### REQUIRED ACTION
A bare number is the expected answer: the count of lines in the records that contain the word "wind".

### SUPPLIED MATERIAL
■ ■ ■ ■
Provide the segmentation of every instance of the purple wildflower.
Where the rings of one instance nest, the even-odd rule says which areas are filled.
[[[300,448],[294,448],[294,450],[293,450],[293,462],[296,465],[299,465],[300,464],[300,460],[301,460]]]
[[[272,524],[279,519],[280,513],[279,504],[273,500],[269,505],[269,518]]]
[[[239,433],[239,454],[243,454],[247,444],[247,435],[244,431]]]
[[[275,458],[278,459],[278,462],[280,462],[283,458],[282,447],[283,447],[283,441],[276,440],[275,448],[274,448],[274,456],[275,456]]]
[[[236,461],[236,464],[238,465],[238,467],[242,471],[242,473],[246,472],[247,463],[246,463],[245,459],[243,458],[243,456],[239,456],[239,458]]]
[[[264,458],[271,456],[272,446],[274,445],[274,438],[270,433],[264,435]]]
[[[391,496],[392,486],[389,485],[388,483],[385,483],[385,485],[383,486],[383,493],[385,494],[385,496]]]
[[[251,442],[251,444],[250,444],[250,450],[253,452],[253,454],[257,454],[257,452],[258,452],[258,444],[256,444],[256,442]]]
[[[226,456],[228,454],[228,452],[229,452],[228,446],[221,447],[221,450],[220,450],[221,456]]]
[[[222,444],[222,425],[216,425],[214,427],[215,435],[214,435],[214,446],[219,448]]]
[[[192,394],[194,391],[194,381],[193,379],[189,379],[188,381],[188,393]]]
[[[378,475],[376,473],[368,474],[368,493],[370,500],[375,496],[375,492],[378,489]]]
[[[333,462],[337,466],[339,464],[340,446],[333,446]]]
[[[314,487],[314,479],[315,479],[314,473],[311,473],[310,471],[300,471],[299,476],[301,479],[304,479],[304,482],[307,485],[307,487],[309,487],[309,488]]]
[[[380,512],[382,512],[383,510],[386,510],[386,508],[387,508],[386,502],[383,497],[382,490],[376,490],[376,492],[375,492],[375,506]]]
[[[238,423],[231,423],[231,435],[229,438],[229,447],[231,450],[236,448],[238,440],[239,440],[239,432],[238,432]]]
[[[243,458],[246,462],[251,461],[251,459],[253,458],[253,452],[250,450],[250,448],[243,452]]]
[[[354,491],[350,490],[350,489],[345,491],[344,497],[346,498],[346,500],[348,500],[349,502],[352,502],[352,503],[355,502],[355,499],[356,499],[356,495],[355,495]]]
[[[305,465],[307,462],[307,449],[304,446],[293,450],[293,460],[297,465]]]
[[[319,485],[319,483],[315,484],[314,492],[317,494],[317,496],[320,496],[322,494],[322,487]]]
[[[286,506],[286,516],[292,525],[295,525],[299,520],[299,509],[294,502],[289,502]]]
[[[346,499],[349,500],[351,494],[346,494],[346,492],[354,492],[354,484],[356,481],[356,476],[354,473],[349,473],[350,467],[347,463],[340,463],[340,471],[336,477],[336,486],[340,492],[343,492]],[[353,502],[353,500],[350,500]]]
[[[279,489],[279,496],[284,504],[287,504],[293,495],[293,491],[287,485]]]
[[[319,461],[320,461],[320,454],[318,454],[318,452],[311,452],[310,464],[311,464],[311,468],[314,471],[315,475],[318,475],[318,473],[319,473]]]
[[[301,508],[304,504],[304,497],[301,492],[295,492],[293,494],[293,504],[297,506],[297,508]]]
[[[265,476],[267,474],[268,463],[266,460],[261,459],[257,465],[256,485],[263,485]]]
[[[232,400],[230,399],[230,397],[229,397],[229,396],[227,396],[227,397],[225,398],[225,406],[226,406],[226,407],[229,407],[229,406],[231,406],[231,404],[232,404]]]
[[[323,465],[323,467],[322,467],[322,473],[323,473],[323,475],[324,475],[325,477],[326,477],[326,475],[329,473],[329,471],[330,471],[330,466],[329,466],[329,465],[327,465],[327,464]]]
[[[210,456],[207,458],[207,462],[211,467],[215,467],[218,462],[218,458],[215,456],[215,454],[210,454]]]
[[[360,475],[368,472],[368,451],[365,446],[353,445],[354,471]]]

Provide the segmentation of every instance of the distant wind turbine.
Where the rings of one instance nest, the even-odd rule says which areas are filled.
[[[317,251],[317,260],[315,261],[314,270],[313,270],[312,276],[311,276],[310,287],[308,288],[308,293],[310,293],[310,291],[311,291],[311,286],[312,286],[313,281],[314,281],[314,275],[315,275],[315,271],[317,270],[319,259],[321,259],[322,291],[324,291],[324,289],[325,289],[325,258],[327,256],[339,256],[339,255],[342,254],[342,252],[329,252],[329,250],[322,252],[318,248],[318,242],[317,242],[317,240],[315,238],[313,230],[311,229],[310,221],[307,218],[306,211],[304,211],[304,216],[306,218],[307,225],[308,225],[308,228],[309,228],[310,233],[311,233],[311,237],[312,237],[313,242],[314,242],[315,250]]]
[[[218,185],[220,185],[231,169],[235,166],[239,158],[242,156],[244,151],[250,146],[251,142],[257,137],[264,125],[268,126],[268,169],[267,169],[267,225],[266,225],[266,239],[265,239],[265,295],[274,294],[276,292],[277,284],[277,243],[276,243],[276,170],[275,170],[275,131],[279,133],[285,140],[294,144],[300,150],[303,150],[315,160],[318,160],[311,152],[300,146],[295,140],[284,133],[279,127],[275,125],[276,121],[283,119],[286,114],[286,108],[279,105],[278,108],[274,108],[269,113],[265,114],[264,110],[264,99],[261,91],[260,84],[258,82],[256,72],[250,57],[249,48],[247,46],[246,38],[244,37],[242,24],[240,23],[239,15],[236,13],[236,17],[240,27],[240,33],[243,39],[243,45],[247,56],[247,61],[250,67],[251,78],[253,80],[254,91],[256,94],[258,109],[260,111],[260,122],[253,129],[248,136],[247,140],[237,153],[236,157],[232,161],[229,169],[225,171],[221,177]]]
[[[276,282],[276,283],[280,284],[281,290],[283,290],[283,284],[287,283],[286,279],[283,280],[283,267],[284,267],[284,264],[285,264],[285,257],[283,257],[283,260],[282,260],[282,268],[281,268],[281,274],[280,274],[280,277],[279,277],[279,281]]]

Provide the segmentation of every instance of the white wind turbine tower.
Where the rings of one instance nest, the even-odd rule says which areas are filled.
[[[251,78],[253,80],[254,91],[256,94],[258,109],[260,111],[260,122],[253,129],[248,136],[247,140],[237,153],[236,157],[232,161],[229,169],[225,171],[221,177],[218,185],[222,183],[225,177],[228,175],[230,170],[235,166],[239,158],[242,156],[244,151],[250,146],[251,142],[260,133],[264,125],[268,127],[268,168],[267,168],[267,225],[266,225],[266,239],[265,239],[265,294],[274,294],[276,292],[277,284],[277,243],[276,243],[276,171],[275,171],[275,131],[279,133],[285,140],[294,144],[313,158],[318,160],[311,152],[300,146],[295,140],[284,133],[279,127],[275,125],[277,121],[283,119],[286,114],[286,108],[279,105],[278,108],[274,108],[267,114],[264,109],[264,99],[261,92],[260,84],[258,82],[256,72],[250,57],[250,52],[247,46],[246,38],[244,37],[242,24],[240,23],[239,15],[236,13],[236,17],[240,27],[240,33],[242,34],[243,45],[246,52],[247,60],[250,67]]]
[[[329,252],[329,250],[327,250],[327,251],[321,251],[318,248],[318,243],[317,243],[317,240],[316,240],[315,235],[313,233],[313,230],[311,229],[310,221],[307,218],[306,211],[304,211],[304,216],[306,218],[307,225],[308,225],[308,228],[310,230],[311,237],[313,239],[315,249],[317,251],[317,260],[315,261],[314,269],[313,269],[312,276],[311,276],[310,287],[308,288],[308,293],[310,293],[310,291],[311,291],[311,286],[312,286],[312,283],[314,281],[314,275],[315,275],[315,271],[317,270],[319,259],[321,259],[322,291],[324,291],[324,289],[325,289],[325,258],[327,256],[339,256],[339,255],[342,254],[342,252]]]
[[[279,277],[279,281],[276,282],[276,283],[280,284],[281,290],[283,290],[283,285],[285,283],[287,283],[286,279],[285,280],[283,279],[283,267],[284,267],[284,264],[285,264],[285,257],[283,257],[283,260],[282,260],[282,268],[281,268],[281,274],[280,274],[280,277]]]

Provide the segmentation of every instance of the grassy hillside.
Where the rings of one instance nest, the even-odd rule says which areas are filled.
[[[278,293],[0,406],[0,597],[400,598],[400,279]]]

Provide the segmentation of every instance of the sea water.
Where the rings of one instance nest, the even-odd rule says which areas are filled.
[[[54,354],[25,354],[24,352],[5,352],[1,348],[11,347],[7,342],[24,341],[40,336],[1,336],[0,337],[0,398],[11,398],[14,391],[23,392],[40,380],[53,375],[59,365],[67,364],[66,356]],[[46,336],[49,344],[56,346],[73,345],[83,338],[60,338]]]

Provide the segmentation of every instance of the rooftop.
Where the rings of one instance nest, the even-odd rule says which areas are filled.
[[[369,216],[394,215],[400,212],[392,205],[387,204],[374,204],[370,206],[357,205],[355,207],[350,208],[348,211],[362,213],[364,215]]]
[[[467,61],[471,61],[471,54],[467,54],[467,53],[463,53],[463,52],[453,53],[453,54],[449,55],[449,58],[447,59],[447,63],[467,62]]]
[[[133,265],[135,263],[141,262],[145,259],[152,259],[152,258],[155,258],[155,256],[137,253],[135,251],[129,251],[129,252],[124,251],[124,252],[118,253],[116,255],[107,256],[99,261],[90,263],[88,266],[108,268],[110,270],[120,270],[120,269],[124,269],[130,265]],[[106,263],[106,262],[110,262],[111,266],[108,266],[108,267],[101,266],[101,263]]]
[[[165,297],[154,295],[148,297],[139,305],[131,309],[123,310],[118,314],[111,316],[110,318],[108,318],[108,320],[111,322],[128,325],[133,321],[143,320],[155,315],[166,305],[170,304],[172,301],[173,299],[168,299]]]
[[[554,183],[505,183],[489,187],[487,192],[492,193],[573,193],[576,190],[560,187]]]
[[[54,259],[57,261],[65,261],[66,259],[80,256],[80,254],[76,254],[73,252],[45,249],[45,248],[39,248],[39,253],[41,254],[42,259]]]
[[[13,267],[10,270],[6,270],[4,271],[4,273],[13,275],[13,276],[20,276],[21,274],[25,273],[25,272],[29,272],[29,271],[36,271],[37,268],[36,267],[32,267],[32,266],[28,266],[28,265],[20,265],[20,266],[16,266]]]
■ ■ ■ ■
### YOUR RESPONSE
2